### Given passage
ROANOKE TIMES

                         Roanoke Times
                 Copyright (c) 1995, Landmark Communications, Inc.

DATE: WEDNESDAY, December 22, 1993                   TAG: 9312220090
SECTION: CURRENT                    PAGE: NRV-2   EDITION: NEW RIVER VALLEY 
SOURCE: Madelyn Rosenberg
DATELINE:                                 LENGTH: Medium


JOURNALISTS HEED CALL OF HUMANITY

A reporter: Webster's defines it as one who gathers information. Journalists have an expanded definition: We try to find stories that have an impact on people, we write about heroes and villains, and we try to do it all in as unbiased a manner as possible.

That means we stay out of the stories we cover.

But you can't stay uninvolved when the bureau's receptionist tells you that four freezing women are standing in your lobby.

They trooped over to see if there was anything the Roanoke Times & World-News office could do Monday morning when some snafus delayed the Salvation Army's Angel Tree program - a giving tradition that brings toys to children of needy families.

They didn't want to stay long, they said. Just a minute to warm up. They needed to get back in line outside the vacant bank building where they'd been waiting for two hours for a truck to deliver toys they couldn't afford themselves.

Brenda Farmer, the receptionist with a heart as big as Montgomery County, paced around the front desk, her blood pumping with frustration.

She wanted to bring every one of those people into our conference room. She wanted to do something.

### Requirement A
Decide whether each statement below agrees with the column about the Angel Tree delay: (i) the women had been waiting in line for two hours; (ii) the Angel Tree program belongs to the Roanoke Times & World-News office; (iii) three women came into the lobby. Answer yes or no for each, and quote the deciding words of the text.

### Task inputs
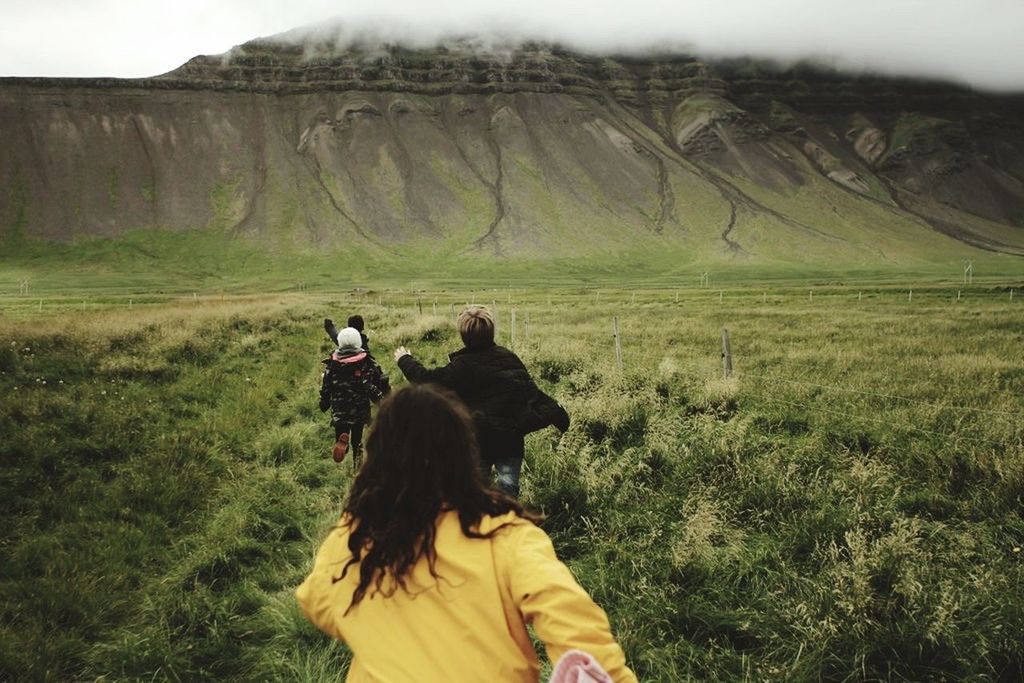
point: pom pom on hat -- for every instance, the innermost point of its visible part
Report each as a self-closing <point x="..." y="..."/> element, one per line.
<point x="349" y="338"/>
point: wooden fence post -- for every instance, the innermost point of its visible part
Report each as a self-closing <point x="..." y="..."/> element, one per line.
<point x="619" y="345"/>
<point x="726" y="354"/>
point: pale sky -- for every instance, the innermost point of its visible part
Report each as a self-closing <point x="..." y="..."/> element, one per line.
<point x="979" y="42"/>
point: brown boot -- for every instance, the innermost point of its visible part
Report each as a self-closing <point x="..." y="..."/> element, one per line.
<point x="340" y="446"/>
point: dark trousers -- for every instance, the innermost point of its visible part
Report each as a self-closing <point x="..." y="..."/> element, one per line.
<point x="502" y="452"/>
<point x="355" y="433"/>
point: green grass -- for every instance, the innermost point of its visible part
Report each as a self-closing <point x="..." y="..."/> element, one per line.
<point x="166" y="477"/>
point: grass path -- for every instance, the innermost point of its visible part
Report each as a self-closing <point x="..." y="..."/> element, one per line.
<point x="164" y="491"/>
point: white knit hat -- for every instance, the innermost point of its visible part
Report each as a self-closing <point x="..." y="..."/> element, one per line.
<point x="349" y="338"/>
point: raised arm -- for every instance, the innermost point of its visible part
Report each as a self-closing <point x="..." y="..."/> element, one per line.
<point x="452" y="376"/>
<point x="563" y="615"/>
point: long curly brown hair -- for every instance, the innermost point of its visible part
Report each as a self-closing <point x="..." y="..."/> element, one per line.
<point x="422" y="459"/>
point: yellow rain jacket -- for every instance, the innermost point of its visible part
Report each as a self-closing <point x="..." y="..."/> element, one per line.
<point x="470" y="625"/>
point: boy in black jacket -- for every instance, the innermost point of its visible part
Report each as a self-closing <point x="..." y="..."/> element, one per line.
<point x="505" y="401"/>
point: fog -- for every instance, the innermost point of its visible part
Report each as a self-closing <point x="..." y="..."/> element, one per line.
<point x="976" y="42"/>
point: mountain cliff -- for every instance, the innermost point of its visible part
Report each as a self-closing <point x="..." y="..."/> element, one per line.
<point x="532" y="152"/>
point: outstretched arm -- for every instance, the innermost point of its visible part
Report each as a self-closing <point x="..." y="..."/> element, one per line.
<point x="451" y="376"/>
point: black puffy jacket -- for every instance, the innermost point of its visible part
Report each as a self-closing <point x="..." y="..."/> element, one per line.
<point x="496" y="387"/>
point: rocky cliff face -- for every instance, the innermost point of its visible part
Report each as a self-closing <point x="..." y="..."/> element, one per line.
<point x="536" y="152"/>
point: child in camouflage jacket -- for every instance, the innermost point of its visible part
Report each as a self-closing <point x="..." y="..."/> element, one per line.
<point x="351" y="380"/>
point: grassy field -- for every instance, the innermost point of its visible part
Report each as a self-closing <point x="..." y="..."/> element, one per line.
<point x="847" y="506"/>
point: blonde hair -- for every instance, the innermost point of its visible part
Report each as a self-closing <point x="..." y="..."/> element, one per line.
<point x="476" y="327"/>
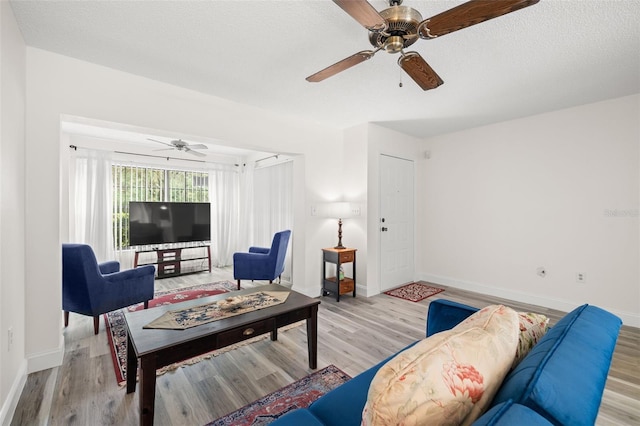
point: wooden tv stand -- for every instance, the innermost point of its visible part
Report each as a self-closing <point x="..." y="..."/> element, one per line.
<point x="171" y="262"/>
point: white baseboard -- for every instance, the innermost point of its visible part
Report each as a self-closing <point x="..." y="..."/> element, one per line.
<point x="10" y="404"/>
<point x="628" y="318"/>
<point x="45" y="360"/>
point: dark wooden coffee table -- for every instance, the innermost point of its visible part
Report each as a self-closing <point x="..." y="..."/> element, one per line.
<point x="157" y="348"/>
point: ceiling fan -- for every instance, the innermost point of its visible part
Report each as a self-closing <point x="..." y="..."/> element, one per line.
<point x="183" y="146"/>
<point x="398" y="27"/>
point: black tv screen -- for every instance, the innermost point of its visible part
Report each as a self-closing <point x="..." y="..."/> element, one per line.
<point x="164" y="223"/>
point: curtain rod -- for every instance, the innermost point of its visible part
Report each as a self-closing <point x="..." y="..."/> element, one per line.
<point x="266" y="158"/>
<point x="75" y="148"/>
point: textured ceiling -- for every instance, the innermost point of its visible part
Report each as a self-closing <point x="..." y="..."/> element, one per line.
<point x="553" y="55"/>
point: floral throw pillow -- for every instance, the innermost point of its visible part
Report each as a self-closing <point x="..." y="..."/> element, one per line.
<point x="449" y="378"/>
<point x="532" y="327"/>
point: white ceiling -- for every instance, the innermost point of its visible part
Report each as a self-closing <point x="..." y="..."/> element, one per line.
<point x="552" y="55"/>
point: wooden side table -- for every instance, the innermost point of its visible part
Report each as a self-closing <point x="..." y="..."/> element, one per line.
<point x="335" y="285"/>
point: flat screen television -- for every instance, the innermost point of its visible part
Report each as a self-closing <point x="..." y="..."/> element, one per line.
<point x="165" y="223"/>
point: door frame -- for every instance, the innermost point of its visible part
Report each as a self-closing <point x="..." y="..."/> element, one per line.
<point x="379" y="217"/>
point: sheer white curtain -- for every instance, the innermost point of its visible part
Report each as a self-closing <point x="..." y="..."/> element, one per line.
<point x="273" y="206"/>
<point x="90" y="202"/>
<point x="224" y="195"/>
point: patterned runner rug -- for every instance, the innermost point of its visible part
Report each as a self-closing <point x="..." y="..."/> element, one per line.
<point x="414" y="292"/>
<point x="299" y="394"/>
<point x="117" y="332"/>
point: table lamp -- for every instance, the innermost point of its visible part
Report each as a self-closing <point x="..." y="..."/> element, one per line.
<point x="339" y="210"/>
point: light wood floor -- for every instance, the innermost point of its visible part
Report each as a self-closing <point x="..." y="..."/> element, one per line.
<point x="353" y="334"/>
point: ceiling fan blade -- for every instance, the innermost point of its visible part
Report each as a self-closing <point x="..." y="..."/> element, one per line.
<point x="418" y="69"/>
<point x="341" y="66"/>
<point x="364" y="13"/>
<point x="190" y="151"/>
<point x="198" y="146"/>
<point x="468" y="14"/>
<point x="163" y="143"/>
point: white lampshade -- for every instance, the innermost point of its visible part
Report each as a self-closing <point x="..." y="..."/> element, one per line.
<point x="338" y="210"/>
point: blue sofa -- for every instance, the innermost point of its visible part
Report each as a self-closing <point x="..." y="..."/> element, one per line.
<point x="560" y="381"/>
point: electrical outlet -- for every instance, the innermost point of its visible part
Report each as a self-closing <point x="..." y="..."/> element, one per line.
<point x="9" y="338"/>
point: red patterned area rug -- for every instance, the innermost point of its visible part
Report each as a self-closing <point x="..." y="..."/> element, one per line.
<point x="414" y="292"/>
<point x="299" y="394"/>
<point x="117" y="332"/>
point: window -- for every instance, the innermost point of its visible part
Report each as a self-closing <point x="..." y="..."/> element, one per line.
<point x="131" y="183"/>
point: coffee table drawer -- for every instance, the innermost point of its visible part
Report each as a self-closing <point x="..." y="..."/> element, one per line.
<point x="247" y="332"/>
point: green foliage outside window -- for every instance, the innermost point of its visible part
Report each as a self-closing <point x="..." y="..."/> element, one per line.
<point x="147" y="184"/>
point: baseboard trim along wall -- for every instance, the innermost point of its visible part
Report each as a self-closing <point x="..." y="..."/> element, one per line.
<point x="10" y="404"/>
<point x="628" y="318"/>
<point x="45" y="360"/>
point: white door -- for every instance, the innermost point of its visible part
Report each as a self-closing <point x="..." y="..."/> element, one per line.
<point x="396" y="222"/>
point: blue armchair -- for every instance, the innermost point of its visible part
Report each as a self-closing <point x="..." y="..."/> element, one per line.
<point x="262" y="263"/>
<point x="90" y="288"/>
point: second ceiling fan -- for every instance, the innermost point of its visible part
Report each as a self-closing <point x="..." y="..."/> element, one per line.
<point x="398" y="27"/>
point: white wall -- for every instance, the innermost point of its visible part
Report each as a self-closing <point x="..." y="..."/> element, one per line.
<point x="558" y="190"/>
<point x="59" y="85"/>
<point x="12" y="224"/>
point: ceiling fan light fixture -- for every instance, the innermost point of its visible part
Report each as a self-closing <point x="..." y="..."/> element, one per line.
<point x="393" y="44"/>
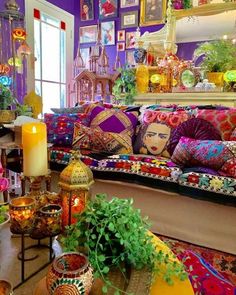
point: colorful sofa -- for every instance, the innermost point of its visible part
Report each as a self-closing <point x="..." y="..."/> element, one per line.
<point x="177" y="163"/>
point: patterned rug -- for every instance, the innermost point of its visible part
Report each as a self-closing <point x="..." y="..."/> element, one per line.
<point x="224" y="263"/>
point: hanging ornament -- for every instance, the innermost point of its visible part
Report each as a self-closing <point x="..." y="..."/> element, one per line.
<point x="19" y="34"/>
<point x="24" y="50"/>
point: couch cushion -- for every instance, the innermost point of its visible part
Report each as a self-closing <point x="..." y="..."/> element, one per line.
<point x="99" y="141"/>
<point x="223" y="120"/>
<point x="195" y="128"/>
<point x="212" y="183"/>
<point x="215" y="154"/>
<point x="154" y="133"/>
<point x="111" y="120"/>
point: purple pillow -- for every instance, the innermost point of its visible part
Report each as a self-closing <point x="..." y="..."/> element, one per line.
<point x="60" y="128"/>
<point x="195" y="128"/>
<point x="111" y="120"/>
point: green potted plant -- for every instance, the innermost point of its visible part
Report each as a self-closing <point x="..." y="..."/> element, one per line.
<point x="114" y="235"/>
<point x="218" y="57"/>
<point x="124" y="88"/>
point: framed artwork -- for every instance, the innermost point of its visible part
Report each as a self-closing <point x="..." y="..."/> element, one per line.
<point x="129" y="58"/>
<point x="120" y="46"/>
<point x="108" y="33"/>
<point x="88" y="34"/>
<point x="107" y="8"/>
<point x="85" y="56"/>
<point x="128" y="3"/>
<point x="130" y="40"/>
<point x="152" y="12"/>
<point x="121" y="35"/>
<point x="86" y="10"/>
<point x="129" y="19"/>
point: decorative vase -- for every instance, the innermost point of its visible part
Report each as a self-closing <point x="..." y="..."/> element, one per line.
<point x="142" y="78"/>
<point x="140" y="53"/>
<point x="70" y="273"/>
<point x="216" y="77"/>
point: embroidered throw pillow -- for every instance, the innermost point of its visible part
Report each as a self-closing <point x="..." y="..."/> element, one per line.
<point x="195" y="128"/>
<point x="111" y="120"/>
<point x="60" y="128"/>
<point x="155" y="131"/>
<point x="223" y="120"/>
<point x="215" y="154"/>
<point x="99" y="141"/>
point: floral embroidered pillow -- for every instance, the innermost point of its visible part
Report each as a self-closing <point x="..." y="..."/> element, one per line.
<point x="215" y="154"/>
<point x="111" y="120"/>
<point x="99" y="141"/>
<point x="223" y="120"/>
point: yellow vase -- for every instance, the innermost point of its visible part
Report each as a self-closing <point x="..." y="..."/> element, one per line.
<point x="142" y="78"/>
<point x="216" y="77"/>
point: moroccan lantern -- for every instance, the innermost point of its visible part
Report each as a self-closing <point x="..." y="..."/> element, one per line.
<point x="19" y="34"/>
<point x="75" y="182"/>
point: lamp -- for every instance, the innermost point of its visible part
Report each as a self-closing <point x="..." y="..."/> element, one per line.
<point x="75" y="182"/>
<point x="22" y="214"/>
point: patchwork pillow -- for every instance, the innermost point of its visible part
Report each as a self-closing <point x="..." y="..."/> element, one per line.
<point x="111" y="120"/>
<point x="60" y="128"/>
<point x="215" y="154"/>
<point x="193" y="128"/>
<point x="99" y="141"/>
<point x="223" y="120"/>
<point x="154" y="133"/>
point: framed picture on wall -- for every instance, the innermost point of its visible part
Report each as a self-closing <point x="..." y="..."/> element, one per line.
<point x="86" y="10"/>
<point x="130" y="40"/>
<point x="129" y="19"/>
<point x="128" y="3"/>
<point x="88" y="34"/>
<point x="121" y="35"/>
<point x="152" y="12"/>
<point x="107" y="8"/>
<point x="120" y="46"/>
<point x="85" y="56"/>
<point x="129" y="58"/>
<point x="108" y="33"/>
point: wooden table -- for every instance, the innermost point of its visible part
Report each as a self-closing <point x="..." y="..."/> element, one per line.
<point x="158" y="287"/>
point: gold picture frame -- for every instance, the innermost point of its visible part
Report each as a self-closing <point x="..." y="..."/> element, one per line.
<point x="152" y="12"/>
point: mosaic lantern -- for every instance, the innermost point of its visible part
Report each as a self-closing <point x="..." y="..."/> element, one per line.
<point x="22" y="215"/>
<point x="75" y="182"/>
<point x="70" y="273"/>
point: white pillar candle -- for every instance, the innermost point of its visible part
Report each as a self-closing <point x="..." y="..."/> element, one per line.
<point x="34" y="141"/>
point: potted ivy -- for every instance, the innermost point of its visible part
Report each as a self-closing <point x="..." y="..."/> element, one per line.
<point x="124" y="89"/>
<point x="218" y="57"/>
<point x="115" y="236"/>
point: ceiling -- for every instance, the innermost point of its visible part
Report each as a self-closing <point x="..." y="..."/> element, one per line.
<point x="200" y="28"/>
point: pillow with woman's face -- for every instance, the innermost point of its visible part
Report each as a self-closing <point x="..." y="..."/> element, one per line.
<point x="153" y="139"/>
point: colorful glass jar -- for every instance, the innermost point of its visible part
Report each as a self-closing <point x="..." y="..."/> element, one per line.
<point x="70" y="273"/>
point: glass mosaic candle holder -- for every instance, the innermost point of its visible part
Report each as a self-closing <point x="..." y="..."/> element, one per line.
<point x="70" y="273"/>
<point x="22" y="215"/>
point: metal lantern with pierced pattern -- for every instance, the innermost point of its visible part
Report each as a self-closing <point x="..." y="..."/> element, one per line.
<point x="75" y="182"/>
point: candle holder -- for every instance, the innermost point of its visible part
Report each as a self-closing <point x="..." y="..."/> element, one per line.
<point x="22" y="215"/>
<point x="48" y="222"/>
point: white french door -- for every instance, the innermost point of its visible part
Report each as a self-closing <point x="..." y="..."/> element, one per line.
<point x="51" y="36"/>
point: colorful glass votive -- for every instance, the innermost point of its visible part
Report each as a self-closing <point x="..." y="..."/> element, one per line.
<point x="22" y="215"/>
<point x="51" y="221"/>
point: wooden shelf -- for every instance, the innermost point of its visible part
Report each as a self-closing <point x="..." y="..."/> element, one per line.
<point x="206" y="9"/>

### Requirement B
Count the lines of the records that contain the string "framed", with case counting, and give only the number.

### Correct response A
(i) Yes: "where they'd been waiting for two hours for a truck to deliver toys they couldn't afford themselves."
(ii) No: "some snafus delayed the Salvation Army's Angel Tree program."
(iii) No: "four freezing women are standing in your lobby."

### Correct response B
2